▸ Document passage:

  3. If it’s a person, I like to give in ways that aren’t monetary: take a purse or bag and filling it with toiletries, giving a bag of food that wouldn’t be hard to eat on the streets (not requiring a lot of cooking or anything.), blankets, socks. If you feel uncomfortable giving cash directly there’s other ways to help. I think there probably are scam artists out there, which is a shame, because then people like you who want to help are confused.

  4. As someone living with a severe medical condition, I thought I’d offer a different perspective on the charity dollar. I am a well-qualified marketing manager who through no fault of my own developed this disease and I don’t receive a cent from the government and rely on my husband and parents for support. Virtual all my doctors’ fees are free but my medications are over $1000 per year. My husband receives a carer payment of around $30.00 a week for me and a $600.00 bonus once a year. We have two children with medical issues. Despite my own health issues, I largely care for hem which can be intensive at times. Because my husband is my carer, I can’t qualify as a carer for them. My husband is on a good income but it evaporates like most. I am a member of Muscular Dystrophy association and they provide camps for members, which really change lives giving people with very limited mobility the chance to extend themselves. They have retreats for carers, who care for people with very high needs and without donations these things would never happen. Those donations change lives for people who have no cure or magic wand but re starting to live longer and better lives through medical research, which is again funded by donations. I should also add that I lead a really good life most of the time because although my disease is severe, there is treatment. A close friend has Motor Neurone Disease and has very little treatment and is starting to endure terrible suffering culminating in a dreadful end. I speak as someone who has appreciated the benefits of such donations, to keep directing them to registered charities, particularly those helping lesser known conditions where there is little support. Every dollar makes a difference! Many thanks and Merry Christmas xx Rowena

    1. Thanks for sharing your story. Many people don’t realize the challenges of living with a chronic illness, or the importance of the charities that help those people. It’s good to remember there is something we can do to help others and that even a little help can make a positive difference in someone’s life.

      1. It is so important. We forget that any of us can end up is a desperate spot any time, even through no fault of our own and this realization at least shows the importance of giving to me. I can’t give financially but I’ve volunteered at the kids’ school doing the photography for 7 years. While there might be the rare child who doesn’t want their photo taken, many are real show offs and love it…jump in front of me. It’s a small thing I can which helps me feel worthwhile and cheers up the kids and helps them feel noticed.

      2. How great that you’ve found a way to use your skills to help others. I should do more of that. In some ways, it seems less problematic than blindly giving money.

Collected data entries

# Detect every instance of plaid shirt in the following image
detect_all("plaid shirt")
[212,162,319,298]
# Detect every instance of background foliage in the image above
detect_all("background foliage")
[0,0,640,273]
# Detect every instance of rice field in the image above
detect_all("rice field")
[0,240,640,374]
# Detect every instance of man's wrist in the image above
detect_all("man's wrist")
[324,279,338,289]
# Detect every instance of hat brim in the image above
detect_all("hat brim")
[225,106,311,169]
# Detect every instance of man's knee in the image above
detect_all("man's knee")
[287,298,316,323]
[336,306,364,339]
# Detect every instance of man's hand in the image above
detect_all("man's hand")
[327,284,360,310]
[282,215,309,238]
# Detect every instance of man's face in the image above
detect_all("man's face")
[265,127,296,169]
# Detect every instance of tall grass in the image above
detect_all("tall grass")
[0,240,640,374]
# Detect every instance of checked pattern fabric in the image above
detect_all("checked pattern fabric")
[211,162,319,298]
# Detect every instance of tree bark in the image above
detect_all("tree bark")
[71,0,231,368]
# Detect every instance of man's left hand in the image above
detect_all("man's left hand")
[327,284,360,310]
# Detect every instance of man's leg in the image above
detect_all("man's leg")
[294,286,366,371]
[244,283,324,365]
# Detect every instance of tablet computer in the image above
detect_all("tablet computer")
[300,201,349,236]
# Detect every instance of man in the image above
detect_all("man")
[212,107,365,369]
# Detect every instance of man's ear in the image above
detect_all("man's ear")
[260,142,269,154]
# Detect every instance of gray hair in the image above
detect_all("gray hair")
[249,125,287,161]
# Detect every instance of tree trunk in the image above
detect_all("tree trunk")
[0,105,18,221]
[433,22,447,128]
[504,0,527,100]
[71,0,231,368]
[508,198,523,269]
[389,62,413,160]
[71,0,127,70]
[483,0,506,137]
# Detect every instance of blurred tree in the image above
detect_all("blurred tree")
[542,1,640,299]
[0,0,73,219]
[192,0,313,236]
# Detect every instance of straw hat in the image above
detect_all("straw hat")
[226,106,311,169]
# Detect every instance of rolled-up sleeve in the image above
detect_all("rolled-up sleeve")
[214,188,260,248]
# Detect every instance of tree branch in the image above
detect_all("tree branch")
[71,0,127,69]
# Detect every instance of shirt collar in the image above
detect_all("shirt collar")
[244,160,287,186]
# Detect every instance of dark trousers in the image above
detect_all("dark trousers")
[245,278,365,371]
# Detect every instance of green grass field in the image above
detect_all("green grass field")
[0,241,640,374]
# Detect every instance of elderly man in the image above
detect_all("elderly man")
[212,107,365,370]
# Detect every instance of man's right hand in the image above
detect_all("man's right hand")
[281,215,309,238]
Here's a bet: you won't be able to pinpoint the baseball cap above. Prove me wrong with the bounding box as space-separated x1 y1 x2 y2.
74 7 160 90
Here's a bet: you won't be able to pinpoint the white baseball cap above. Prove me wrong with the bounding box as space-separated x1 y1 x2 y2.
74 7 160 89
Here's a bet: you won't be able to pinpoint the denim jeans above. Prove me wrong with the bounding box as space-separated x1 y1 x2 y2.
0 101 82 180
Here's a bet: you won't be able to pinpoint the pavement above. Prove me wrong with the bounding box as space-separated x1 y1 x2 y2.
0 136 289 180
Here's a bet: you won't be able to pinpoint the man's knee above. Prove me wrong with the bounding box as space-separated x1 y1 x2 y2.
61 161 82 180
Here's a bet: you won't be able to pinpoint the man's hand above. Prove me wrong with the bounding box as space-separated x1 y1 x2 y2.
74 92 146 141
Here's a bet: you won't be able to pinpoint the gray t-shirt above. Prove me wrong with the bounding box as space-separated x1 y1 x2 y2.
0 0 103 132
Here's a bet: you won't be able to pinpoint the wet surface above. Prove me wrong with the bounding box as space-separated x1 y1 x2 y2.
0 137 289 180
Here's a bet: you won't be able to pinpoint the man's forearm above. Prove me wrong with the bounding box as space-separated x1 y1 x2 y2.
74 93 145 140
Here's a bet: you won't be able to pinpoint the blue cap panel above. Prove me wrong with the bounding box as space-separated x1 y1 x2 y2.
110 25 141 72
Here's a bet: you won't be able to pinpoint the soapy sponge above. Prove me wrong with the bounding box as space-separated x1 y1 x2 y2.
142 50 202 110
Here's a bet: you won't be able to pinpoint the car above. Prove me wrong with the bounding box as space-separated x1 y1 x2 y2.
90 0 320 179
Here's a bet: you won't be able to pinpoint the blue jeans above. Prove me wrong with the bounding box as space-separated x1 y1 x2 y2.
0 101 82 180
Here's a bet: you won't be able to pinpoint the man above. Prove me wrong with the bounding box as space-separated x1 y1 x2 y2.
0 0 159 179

▸ What the task requires: Copy the comments on charitable giving from "1. Thanks for" to "in someone’s life.", replacing "chronic illness" with "long-term illness".

▸ Task response:
1. Thanks for sharing your story. Many people don’t realize the challenges of living with a long-term illness, or the importance of the charities that help those people. It’s good to remember there is something we can do to help others and that even a little help can make a positive difference in someone’s life.